Region pointing data
⟨

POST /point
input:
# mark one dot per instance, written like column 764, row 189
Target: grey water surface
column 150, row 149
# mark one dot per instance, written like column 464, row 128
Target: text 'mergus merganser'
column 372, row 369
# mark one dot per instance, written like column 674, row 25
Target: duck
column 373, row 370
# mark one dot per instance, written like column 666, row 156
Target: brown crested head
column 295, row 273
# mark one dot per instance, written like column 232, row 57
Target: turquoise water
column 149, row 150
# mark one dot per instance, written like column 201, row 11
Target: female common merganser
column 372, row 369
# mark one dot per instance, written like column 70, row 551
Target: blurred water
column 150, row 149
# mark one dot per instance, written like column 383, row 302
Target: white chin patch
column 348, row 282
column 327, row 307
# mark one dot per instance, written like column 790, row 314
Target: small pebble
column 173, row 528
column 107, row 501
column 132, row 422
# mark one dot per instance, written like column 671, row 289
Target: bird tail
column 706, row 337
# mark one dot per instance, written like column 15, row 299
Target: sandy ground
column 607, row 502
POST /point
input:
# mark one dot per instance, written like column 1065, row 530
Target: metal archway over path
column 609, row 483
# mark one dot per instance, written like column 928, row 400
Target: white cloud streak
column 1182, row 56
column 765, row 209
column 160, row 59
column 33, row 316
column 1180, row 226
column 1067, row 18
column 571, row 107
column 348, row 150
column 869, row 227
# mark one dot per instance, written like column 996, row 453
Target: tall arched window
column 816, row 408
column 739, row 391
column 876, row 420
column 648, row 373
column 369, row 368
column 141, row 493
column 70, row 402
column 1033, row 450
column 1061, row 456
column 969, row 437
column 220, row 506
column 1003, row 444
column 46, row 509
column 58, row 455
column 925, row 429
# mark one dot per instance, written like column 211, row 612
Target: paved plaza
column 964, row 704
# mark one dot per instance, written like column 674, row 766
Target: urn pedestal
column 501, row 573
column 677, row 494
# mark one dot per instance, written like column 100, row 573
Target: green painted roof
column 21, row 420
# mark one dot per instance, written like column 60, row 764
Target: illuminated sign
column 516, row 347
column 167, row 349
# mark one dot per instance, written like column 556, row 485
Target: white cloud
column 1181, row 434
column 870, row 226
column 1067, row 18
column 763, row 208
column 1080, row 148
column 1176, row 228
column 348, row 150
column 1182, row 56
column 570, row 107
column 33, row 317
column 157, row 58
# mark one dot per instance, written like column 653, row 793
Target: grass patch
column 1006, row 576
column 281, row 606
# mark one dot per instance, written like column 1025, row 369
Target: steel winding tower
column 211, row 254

⟩

> **Exercise details**
Write the records again exactly as they stand.

> **Solved problem**
POST /point
input:
# mark one dot per instance, written like column 764, row 189
Target: grey water surface
column 150, row 149
# mark one dot per instance, written like column 464, row 128
Target: text 'mergus merganser'
column 372, row 369
# mark one dot per instance, written like column 674, row 25
Target: duck
column 373, row 370
# mark one dot per instance, written like column 666, row 156
Target: brown crested head
column 295, row 273
# mark one dot per instance, written like column 232, row 57
Target: turquoise water
column 149, row 150
# mark one dot per instance, written like column 201, row 11
Target: female common merganser
column 372, row 369
# mark one dot per instance, written like column 70, row 551
Target: blurred water
column 150, row 149
# mark one dot per instance, written like column 383, row 302
Target: white chin patch
column 348, row 282
column 327, row 307
# mark one dot per instance, written like column 790, row 314
Target: small pebble
column 173, row 528
column 107, row 501
column 132, row 422
# mark one dot per instance, written like column 671, row 289
Target: bird tail
column 706, row 337
# mark one dot per instance, written like column 15, row 299
Target: sandy ground
column 607, row 502
POST /point
input:
# mark one dot per instance, written like column 1065, row 530
Target: metal archway over path
column 609, row 483
# mark one dot per instance, written like column 928, row 400
Target: white cloud streak
column 1182, row 56
column 765, row 209
column 160, row 59
column 33, row 316
column 1180, row 226
column 1067, row 18
column 571, row 107
column 348, row 150
column 869, row 227
# mark one dot per instance, written like column 996, row 453
Target: tall arched window
column 816, row 408
column 739, row 391
column 876, row 420
column 648, row 373
column 369, row 368
column 141, row 493
column 70, row 402
column 1033, row 450
column 1061, row 456
column 969, row 437
column 220, row 506
column 1003, row 444
column 46, row 509
column 58, row 455
column 925, row 429
# mark one dot per instance, written like column 211, row 612
Target: paved plaza
column 964, row 704
# mark one dot per instance, written like column 674, row 766
Target: urn pedestal
column 501, row 573
column 677, row 494
# mark one dot per instance, written like column 100, row 573
Target: green painted roof
column 21, row 420
# mark one dot per instance, written like column 60, row 764
Target: illuminated sign
column 516, row 347
column 167, row 349
# mark one dot per instance, written like column 556, row 485
Target: white cloud
column 1181, row 434
column 870, row 226
column 1067, row 18
column 763, row 208
column 1080, row 148
column 1176, row 228
column 348, row 150
column 1182, row 56
column 570, row 107
column 33, row 317
column 157, row 58
# mark one dot per instance, written like column 653, row 793
Target: grass patch
column 1006, row 576
column 281, row 606
# mark one dot per instance, written like column 1025, row 369
Target: steel winding tower
column 211, row 254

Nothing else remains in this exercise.